Materials provided:
★ ★ ★
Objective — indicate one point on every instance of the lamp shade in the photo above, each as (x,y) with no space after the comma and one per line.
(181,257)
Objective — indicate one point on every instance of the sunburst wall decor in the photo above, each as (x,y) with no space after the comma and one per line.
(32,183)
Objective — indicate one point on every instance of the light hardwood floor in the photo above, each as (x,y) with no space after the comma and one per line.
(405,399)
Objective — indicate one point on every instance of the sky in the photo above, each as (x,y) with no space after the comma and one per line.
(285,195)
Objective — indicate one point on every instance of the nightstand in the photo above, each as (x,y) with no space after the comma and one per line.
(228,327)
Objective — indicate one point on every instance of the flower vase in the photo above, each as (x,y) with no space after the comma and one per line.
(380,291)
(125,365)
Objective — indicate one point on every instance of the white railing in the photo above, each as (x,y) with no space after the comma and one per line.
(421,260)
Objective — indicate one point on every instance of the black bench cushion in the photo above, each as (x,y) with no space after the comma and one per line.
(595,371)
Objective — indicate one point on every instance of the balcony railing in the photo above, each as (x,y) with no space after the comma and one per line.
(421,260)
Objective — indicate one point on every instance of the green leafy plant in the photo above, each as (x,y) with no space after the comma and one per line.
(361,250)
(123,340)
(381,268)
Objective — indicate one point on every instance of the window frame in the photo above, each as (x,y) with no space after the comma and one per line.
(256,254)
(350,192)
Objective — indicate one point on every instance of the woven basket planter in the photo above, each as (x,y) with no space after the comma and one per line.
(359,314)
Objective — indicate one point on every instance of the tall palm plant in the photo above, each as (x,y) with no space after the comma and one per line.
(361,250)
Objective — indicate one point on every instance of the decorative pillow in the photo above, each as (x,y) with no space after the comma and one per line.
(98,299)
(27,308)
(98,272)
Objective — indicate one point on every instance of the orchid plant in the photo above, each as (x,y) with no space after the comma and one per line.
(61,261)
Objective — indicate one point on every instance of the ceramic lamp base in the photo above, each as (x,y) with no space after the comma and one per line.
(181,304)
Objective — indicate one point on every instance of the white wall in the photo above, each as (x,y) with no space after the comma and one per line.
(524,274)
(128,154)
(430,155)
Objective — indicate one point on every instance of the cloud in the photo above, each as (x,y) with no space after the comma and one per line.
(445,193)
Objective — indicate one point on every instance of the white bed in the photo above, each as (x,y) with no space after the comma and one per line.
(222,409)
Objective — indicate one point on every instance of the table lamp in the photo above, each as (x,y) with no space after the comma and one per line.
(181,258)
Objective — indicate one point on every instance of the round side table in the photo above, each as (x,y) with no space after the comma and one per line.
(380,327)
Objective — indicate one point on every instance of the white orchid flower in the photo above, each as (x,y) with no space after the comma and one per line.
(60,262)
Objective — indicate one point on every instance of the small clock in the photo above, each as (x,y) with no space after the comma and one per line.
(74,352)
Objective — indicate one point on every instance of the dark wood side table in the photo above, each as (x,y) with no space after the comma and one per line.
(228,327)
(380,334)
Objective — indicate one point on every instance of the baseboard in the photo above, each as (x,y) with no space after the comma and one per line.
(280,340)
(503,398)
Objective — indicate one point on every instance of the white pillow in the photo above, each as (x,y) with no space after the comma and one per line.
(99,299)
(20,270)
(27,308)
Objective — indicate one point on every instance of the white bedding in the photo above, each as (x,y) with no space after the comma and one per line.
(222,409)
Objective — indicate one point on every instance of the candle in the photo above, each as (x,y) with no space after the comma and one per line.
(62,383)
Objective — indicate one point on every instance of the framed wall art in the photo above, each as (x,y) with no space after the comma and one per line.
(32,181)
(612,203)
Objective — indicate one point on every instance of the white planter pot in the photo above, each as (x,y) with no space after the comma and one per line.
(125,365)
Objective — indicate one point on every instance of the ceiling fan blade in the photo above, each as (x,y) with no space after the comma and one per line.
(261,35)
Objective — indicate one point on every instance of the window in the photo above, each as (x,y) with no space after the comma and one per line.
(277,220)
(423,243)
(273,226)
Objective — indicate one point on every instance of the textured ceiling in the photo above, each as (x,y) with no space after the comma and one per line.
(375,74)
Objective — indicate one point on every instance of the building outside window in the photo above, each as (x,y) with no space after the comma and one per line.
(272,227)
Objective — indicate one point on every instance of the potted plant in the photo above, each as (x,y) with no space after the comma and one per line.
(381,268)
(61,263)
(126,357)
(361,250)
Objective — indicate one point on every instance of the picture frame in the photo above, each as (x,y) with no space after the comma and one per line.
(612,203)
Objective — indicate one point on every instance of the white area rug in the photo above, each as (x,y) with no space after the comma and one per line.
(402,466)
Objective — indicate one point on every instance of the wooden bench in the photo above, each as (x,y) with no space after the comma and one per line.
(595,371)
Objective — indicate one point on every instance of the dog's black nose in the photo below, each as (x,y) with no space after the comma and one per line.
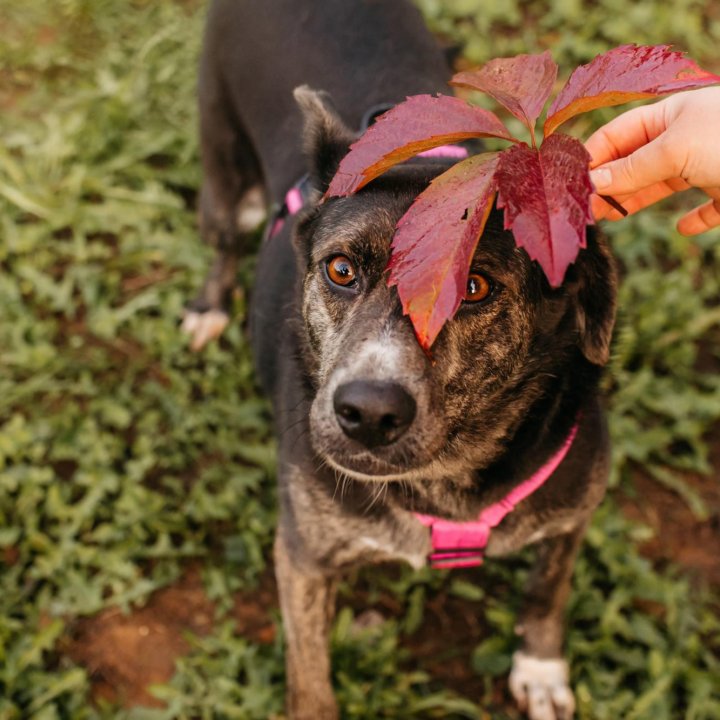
(374,413)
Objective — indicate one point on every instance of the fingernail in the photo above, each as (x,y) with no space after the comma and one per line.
(601,178)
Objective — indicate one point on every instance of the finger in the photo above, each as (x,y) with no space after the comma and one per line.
(625,134)
(700,219)
(655,162)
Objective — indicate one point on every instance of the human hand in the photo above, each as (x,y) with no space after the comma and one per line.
(653,151)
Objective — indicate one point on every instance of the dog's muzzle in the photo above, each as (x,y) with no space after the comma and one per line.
(374,413)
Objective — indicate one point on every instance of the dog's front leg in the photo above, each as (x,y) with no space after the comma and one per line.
(540,678)
(307,601)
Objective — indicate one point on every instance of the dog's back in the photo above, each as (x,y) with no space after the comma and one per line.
(364,54)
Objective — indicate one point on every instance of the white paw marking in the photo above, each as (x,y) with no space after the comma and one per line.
(541,687)
(204,327)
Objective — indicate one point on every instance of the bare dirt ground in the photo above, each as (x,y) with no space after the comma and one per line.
(126,653)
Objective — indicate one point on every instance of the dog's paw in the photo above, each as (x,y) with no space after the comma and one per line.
(202,327)
(541,687)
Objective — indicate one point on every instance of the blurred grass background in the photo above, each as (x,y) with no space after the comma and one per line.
(125,458)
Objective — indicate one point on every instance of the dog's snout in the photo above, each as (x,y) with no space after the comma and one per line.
(374,413)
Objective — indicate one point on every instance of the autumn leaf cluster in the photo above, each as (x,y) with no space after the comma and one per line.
(543,190)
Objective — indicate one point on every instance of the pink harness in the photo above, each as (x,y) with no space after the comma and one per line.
(462,544)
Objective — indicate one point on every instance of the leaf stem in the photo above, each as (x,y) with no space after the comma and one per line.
(613,203)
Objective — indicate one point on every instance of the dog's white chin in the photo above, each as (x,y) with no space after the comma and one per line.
(366,477)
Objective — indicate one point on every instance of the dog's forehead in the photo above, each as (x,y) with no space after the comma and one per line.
(361,222)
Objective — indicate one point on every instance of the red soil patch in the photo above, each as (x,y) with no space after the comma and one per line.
(127,653)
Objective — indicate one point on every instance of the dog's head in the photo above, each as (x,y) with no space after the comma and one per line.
(382,408)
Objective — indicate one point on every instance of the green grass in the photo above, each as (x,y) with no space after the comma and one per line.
(123,456)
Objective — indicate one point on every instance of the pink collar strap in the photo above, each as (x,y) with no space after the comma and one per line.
(462,544)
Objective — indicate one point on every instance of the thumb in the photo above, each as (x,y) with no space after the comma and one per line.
(646,166)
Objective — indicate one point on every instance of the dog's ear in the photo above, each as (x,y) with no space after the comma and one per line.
(326,137)
(594,281)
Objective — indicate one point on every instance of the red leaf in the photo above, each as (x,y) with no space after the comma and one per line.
(420,123)
(546,196)
(435,241)
(522,84)
(628,72)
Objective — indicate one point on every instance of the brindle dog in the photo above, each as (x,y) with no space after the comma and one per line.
(372,430)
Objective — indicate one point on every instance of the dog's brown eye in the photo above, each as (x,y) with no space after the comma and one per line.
(478,288)
(341,271)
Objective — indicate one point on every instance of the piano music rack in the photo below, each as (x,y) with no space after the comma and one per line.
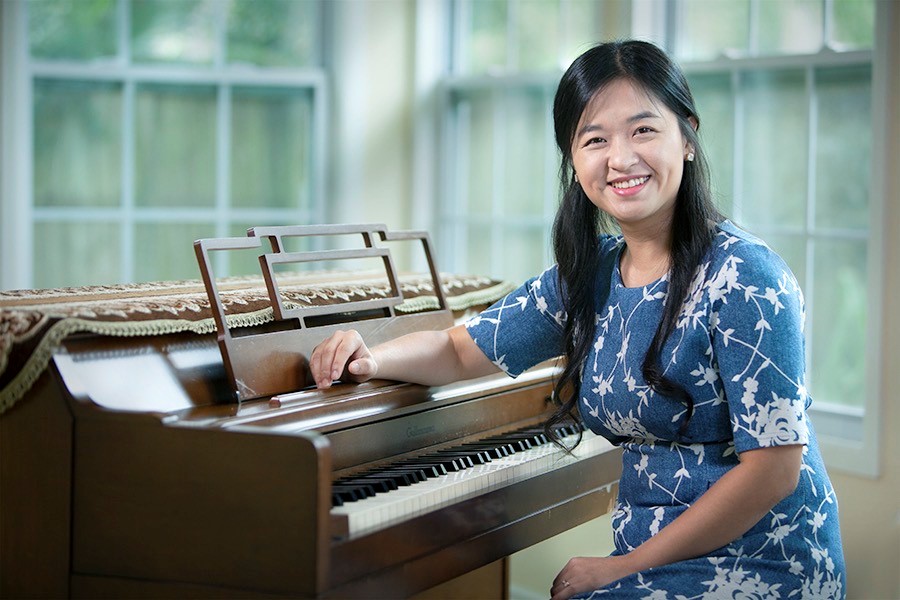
(271,362)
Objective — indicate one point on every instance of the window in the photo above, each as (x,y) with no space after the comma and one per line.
(784,92)
(502,164)
(786,115)
(152,124)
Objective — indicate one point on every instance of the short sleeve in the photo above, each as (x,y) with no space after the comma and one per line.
(524,328)
(756,324)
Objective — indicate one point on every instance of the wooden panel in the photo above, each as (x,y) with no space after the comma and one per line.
(490,582)
(242,508)
(92,588)
(35,480)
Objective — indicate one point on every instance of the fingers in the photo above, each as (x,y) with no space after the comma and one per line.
(343,350)
(562,589)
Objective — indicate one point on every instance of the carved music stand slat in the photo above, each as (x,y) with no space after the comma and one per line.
(261,364)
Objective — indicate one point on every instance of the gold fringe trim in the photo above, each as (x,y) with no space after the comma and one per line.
(57,332)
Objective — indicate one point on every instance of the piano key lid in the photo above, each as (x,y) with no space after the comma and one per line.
(272,358)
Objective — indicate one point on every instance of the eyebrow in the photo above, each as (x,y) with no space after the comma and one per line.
(638,117)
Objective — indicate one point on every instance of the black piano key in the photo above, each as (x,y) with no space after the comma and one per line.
(380,485)
(457,458)
(431,468)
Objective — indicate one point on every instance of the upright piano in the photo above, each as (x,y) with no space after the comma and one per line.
(162,440)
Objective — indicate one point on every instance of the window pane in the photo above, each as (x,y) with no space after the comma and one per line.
(715,104)
(77,143)
(790,26)
(537,34)
(474,177)
(72,29)
(165,251)
(484,37)
(271,156)
(525,149)
(844,149)
(839,323)
(588,22)
(775,146)
(176,149)
(853,24)
(273,33)
(479,251)
(709,28)
(70,254)
(173,32)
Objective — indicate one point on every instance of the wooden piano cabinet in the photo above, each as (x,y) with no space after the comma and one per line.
(233,509)
(35,479)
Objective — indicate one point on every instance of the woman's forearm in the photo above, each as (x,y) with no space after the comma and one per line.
(426,357)
(431,357)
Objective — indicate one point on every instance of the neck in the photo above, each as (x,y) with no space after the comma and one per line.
(646,257)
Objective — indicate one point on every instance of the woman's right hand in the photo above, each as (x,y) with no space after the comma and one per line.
(345,356)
★ ★ ★
Reproduce only the lines from the line containing "the wooden piano" to the last line of the material above, both of those lines included.

Full response:
Objective — indicate one point on every instance of the wooden piano cabinet in the photo above, each as (x,y) with no space after the comma and one per line.
(233,509)
(35,479)
Objective — indicate one point on every instance of the woman's forearm in the photo above, each as (x,y) with no space after the comma and one per line.
(426,357)
(431,357)
Objective — indicate one point on every instance of the neck in the photo above, each as (x,y) with no space after the comma and one per line.
(646,257)
Objective — indicate one point on every instance of the woman's right hand in the photo above, each as (x,y) with no space after the comma and one per line.
(345,356)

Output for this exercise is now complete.